----- TRECHO PARA LEITURA
Tanto é que hoje, qualquer personagem pode visitar o Bar Caboclo. A peça passou
a funcionar como um programa de humor em que os personagens passam por ela e
facilmente se encaixam nas sequencias dos quadros, sem nenhum prejuízo ao tema
proposto pela encenação nem ao roteiro previamente estabelecido.
Tendo como ponto
de partida, sua última versão na contemporaneidade, denominado espetáculo “Bar
Caboclo na Crise”, enquanto que por um lado, evoca novo elenco, mantém por
outro lado, alguns atores tradicionais que há tempo vêm dividindo a cena no
referido espetáculo. Se por um lado, boa parte do elenco funciona como
figurantes durante todo o desenrolar da peça, dois personagens garantem o básico
necessário para manter os elementos essenciais e fiéis ao espetáculo.
Há uma relação de
palco muito próxima, equilibrada e simétrica entre “Veruska” interpretada pelo
ator Jackson Amaral e “Caluda”, interpretada pela atriz Núbia Oliveira. São
esses dois atores que representam a mola mestra da peça, e demonstram que a
cadeia posturo-mimo-gestual se faz presente e a dêixis se mostra completa. Incomensuravelmente,
eles fazem a peça acontecer. São os principais responsáveis em manterem a peça
digna de aplausos, aclamação e entusiasmo do público. Aqui, o ator Jô
Cabeleireiro também merece destaque por sua ativa participação em cena. São
artistas afinados e conectados um ao outro, principalmente em função da
experiência e da tradição que trazem consigo, visto que trabalham juntos há
vários anos, com total domínio do palco, improvisações e relação estreita com a
plateia. Isto fica explícito e muito claro no desenrolar das cenas.
Em sua versão contemporânea, tanto o texto
como a encenação deixaram de ser primordiais para o espaço físico do bar,
alicerce fundamental, que era defendido resistentemente pelo personagem “Seu
Chico”, outrora interpretado pelo ator Alcemir Araújo, então proprietário do famoso
prostíbulo. Sem o referido personagem, o espaço físico do bar ficou a ver
navios, sem proteção, sem um comandante em chefe que o proteja e o defenda,
significando quase que apenas uma imagem no aspecto cenográfico. Não há hoje,
um personagem que mantenha uma postura defensiva em relação ao bar. Nos tempos
da globalização, o bar foi inexoravelmente terceirizado.
----------
----- REGISTROS DO CONJUNTO
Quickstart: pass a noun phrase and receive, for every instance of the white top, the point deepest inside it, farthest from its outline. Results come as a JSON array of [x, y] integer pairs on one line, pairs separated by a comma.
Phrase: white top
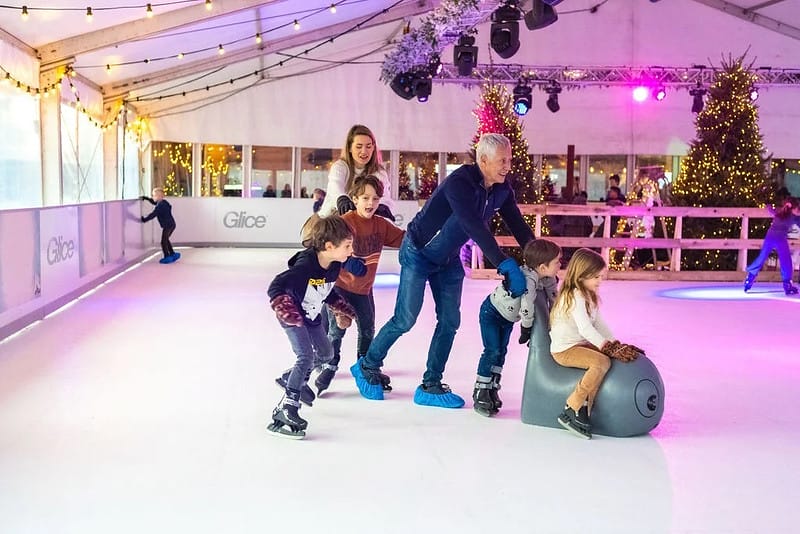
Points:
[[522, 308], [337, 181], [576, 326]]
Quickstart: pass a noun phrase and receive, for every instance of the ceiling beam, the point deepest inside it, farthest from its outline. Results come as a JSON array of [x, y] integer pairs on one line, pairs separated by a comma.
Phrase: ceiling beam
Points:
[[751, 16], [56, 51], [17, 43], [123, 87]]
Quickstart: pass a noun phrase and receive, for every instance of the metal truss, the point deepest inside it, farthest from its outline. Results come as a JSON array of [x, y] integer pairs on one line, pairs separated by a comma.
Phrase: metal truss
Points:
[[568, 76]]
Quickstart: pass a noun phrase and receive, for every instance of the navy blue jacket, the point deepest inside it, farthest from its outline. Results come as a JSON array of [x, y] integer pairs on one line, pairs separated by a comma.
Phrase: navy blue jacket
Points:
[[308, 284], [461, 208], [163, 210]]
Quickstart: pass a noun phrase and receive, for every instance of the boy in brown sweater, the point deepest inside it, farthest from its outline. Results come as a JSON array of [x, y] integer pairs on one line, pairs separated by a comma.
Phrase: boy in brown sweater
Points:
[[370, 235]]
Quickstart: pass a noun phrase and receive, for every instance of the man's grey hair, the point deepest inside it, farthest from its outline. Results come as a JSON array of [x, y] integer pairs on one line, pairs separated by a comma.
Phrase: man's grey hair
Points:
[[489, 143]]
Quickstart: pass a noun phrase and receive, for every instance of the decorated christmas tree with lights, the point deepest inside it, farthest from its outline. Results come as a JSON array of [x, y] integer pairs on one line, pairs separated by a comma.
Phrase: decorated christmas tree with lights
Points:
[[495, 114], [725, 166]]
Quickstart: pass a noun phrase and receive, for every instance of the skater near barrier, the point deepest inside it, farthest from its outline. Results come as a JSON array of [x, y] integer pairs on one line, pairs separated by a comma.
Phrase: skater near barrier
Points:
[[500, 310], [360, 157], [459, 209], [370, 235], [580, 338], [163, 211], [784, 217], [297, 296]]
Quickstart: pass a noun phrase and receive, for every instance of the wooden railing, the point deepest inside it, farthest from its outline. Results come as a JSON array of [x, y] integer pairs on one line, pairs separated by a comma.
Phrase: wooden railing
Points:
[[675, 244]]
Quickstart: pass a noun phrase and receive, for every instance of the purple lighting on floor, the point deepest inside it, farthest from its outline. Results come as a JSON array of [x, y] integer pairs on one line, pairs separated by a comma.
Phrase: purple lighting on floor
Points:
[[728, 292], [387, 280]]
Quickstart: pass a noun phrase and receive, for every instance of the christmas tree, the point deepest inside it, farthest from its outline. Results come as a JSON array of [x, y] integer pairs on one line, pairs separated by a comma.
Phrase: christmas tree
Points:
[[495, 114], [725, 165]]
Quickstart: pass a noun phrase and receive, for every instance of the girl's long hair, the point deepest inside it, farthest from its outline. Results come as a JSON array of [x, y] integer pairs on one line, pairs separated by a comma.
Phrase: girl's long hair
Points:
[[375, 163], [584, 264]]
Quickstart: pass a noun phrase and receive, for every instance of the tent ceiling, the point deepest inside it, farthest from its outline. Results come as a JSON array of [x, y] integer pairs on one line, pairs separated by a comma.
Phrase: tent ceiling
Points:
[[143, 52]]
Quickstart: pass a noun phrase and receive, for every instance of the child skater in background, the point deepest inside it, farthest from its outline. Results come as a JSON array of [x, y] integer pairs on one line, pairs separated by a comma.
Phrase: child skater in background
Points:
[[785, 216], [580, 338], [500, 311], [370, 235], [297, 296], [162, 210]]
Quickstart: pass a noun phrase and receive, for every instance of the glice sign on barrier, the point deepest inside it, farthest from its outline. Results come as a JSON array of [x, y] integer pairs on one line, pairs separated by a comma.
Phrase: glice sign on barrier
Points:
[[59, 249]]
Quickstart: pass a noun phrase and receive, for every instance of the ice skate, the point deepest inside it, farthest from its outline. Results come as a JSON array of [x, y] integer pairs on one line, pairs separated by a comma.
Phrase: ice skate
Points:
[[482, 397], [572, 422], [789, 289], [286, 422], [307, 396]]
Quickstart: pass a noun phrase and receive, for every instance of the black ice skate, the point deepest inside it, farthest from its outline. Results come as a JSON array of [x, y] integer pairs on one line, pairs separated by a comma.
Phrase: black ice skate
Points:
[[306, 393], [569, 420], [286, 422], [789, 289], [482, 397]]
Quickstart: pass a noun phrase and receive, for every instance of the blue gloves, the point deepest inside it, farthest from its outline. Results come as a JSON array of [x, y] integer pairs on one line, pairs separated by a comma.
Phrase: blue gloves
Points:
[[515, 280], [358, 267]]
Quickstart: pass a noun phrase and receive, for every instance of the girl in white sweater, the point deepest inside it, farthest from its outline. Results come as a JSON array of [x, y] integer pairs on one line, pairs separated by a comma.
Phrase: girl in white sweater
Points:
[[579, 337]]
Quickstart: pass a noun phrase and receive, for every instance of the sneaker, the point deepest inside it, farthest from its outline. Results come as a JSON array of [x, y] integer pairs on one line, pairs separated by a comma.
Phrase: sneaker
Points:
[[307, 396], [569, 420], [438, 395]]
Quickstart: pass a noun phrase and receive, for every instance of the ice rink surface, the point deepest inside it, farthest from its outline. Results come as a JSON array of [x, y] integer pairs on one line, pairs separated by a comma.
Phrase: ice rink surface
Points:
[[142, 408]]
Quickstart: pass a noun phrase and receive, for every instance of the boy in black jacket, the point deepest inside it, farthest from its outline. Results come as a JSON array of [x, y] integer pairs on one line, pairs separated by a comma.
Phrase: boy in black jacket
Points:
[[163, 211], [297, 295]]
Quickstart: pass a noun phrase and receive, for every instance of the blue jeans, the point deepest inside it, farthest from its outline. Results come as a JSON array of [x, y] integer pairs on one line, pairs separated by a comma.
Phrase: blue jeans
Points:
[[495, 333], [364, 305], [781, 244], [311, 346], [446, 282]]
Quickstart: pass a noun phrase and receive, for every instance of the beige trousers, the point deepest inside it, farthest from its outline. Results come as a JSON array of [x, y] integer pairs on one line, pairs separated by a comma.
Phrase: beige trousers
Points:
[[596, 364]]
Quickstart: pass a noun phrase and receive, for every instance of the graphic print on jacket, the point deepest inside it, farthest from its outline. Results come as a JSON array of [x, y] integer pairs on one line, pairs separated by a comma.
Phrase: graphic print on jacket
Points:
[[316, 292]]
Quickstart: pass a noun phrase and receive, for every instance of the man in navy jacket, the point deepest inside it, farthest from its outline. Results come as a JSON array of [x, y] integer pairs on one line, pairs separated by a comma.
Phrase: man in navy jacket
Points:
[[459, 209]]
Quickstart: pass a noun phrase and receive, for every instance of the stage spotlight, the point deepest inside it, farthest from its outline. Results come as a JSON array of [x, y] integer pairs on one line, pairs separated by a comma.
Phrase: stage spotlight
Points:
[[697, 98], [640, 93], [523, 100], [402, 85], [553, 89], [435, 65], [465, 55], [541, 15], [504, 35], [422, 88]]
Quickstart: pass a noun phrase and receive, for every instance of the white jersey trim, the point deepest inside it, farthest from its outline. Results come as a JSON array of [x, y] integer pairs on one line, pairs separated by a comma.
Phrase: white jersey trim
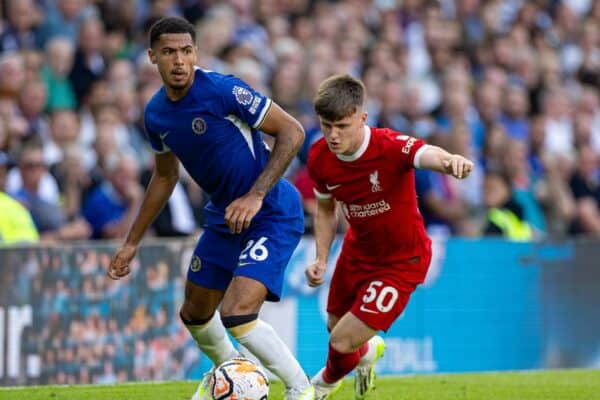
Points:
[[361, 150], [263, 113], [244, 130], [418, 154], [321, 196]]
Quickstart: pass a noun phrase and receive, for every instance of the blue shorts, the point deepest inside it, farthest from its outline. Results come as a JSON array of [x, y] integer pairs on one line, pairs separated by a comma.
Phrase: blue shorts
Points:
----------
▶ [PEDIDO 1]
No texto sobre a peça Bar Caboclo, quem interpreta a personagem Caluda?
▶ [PEDIDO 2]
Prossiga o texto sobre a peça Bar Caboclo a partir do ponto em que ele termina.

▶ [RESPOSTA FINAL 1]
A atriz Núbia Oliveira.

▶ [RESPOSTA FINAL 2]
Nesta última versão,
a mise en scène, de Disney Silva, busca mesclar quadros que muitas vezes não se
coadunam com o texto e a encenação como um todo. Caso específico é o quadro da entrada da
personagem “Dilma”, que foge completamente do ritmo da peça deixando os atores totalmente
indecisos. Já com mais de uma hora de espetáculo, nesse momento o ritmo cai de
forma devastadora. E é nessa ocasião que algumas pessoas começam a se
desinteressar e a sair do teatro. A peça deixou de se fundamentar no Bar
Caboclo para se transformar em quadros humorísticos, como se fora teatro de
revista, utilizando-se de músicas para fazer a inter-relação entre os demais quadros.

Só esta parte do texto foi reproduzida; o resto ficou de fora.